__Required action__
Each line of the listing where the string "formation" appears is to be identified and copied.

__Material provided__

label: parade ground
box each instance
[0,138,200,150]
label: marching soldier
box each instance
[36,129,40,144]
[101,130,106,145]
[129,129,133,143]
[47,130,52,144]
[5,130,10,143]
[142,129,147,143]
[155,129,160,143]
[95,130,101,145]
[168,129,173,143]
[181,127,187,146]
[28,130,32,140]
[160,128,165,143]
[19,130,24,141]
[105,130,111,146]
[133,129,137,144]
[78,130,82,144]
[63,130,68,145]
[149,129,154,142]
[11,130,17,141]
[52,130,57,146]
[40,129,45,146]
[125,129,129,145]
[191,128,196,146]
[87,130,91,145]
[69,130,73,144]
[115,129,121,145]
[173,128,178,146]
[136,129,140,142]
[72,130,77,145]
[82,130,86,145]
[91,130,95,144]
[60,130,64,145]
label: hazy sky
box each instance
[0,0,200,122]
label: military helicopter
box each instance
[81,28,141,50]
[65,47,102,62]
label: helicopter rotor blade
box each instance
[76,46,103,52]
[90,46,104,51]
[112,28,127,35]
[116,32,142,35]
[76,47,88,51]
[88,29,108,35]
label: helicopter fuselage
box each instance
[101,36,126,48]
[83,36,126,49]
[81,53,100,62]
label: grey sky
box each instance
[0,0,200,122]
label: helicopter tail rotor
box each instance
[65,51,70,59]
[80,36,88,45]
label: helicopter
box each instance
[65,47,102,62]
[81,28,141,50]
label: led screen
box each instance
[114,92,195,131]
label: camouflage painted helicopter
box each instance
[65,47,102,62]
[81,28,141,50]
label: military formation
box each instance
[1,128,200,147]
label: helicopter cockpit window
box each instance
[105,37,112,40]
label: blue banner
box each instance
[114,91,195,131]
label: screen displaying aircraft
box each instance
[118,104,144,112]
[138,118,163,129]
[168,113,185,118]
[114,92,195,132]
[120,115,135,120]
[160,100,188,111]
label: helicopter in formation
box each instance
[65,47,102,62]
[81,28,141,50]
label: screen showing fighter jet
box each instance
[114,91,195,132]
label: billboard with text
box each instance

__Worked solution__
label: military formation
label: helicopter in formation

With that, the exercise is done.